● **Excerpted text**
Similarly, the single-camera comedies aren't taking over the schedule, and one of them stars Williams, whom CBS trusts enough to air the show Thursday at 9, rather than putting "Two and a Half Men" in front of it. CBS entertainment president Nina Tassler said the network develops single-camera comedy scripts every year — in part because so many younger comedy writers prefer to work in that format — and "This just happened to be the batch we shot, and the best ones made it to the schedule."

In other words, this is CBS continuing to do what it does, but at least trying out other possibilities for a changing world where one day their model may not work. It's sensible, but not complacent.

Fienberg has the full schedule, and I have some thoughts night-by-night:

MONDAY: "How I Met Your Mother" is going into its final season, and CBS has a year to groom a replacement. At 8:30 is the other new single-camera sitcom, "We Are Men," with Tony Shalhoub, Kal Penn and Jerry O'Connell. "2 Broke Girls" is terrible, but it remains a success and will be back at 9, with a new Chuck Lorre-produced sitcom ("Mom," with Anna Farris and Allison Janney) at 9:30, at least temporarily displacing another one ("Mike & Molly"). "Hawaii Five-O" gets sent to Friday (its international sales are what's keeping it alive; its ratings on CBS almost don't matter) in favor of the "Hostages"/"Intelligence" split.

Collected data entries:

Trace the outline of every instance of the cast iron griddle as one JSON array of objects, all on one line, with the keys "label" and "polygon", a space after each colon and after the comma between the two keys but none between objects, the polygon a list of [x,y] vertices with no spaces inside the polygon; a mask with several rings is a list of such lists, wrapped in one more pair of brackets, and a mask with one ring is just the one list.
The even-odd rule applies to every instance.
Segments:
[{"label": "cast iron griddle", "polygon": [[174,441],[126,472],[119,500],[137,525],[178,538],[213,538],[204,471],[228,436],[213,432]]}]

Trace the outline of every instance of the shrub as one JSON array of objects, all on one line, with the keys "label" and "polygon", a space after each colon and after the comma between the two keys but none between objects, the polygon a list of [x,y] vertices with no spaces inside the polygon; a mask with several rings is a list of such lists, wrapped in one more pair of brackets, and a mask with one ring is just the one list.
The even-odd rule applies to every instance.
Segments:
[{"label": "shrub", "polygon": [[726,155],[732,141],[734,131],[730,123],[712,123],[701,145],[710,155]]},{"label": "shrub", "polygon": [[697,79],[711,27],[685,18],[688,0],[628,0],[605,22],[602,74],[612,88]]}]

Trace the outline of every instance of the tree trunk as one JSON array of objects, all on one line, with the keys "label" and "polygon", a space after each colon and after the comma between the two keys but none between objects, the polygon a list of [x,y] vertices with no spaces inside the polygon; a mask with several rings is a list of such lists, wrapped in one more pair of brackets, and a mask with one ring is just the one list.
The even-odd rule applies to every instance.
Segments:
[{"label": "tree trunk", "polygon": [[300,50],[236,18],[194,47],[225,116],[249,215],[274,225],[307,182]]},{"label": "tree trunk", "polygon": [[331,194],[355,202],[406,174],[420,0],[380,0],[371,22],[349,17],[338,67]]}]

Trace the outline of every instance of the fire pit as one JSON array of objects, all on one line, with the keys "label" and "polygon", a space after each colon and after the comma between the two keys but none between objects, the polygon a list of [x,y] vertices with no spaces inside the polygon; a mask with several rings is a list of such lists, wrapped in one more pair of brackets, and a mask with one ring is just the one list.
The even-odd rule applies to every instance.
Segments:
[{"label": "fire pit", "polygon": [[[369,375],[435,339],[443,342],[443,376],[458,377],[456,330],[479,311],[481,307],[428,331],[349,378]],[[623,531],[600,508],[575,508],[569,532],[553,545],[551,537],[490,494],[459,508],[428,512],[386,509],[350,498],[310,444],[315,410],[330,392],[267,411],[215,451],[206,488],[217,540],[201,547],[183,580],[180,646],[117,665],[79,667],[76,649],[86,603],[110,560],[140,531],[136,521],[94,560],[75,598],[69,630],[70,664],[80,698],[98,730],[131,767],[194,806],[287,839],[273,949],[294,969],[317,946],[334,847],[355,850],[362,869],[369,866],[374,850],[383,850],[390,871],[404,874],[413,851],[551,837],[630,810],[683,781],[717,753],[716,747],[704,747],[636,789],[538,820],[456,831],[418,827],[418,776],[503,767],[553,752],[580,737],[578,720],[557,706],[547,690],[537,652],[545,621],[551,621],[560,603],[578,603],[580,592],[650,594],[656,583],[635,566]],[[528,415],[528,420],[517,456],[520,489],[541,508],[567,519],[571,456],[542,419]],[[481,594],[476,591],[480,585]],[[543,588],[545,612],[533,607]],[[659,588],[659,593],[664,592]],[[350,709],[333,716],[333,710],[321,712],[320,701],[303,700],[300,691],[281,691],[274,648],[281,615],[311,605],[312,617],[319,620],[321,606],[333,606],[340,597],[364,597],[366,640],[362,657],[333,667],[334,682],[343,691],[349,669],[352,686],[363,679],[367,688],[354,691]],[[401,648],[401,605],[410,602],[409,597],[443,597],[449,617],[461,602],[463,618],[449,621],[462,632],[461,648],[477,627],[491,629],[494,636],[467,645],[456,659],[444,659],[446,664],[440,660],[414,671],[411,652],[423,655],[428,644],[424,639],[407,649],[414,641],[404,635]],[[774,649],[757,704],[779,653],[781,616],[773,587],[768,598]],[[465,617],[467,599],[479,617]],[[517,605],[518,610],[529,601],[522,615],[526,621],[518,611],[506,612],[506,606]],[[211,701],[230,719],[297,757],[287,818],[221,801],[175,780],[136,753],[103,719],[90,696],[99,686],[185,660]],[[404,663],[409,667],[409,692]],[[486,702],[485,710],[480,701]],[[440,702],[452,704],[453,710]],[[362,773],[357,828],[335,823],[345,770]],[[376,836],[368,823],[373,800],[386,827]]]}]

● **Your objective**
Carry on the commentary on CBS's fall TV schedule from its last sentence. The records have no connection to the text.

● **Your response**
TUESDAY: With "NCIS: Red" not quite up to snuff, CBS instead imports "Person of Interest" to the night at 10. This season, "NCIS," "NCIS: LA" and "PoI" were the three most-watched dramas on television; the last time the three top dramas aired on the same night was with "Dukes of Hazzard," "Dallas" and "Falcon Crest" in the '80s.

WEDNESDAY: Status quo: "Survivor" into "Criminal Minds" into "CSI." If it ain't broke, do not fix.

THURSDAY: Here's the big move. "Big Bang Theory" has been such a monster for CBS on the night — as Kahl noted, if you just took the difference in ratings between "BBT" and "Parks and Recreation," that number would be enough to crack the Nielsen top 10 — that the network has finally decided to expand to a four-comedy bloc on the most profitable night of the week. "Big Bang" stays where it is, "The Crazy Ones" (created by David E. Kelley, of all people, and co-starring Sarah Michelle Gellar, James Wolk and Hamish Linklater) goes to 9, followed by "Two and a Half Men" (possibly in its final season) and "Elementary." The other new show is "The Millers," from "Raising Hope" and "Yes, Dear" creator Greg Garcia, a multi-generational family comedy with Will Arnett, Margo Martindale, Beau Bridges and JB Smoove. And if either of the newbies don't work (here or on Monday), "Mike & Molly" will have 22 episodes that are easy to slot in.

FRIDAY: "CSI: NY" gets a gold watch for retirement, with "Hawaii Five-0" at 9 joining holdovers "Undercover Boss" and "Blue Bloods."

SATURDAY: Repeats and "48 Hours," but this season we'll get sitcom repeats at 8 to join the crime drama repeats at 9.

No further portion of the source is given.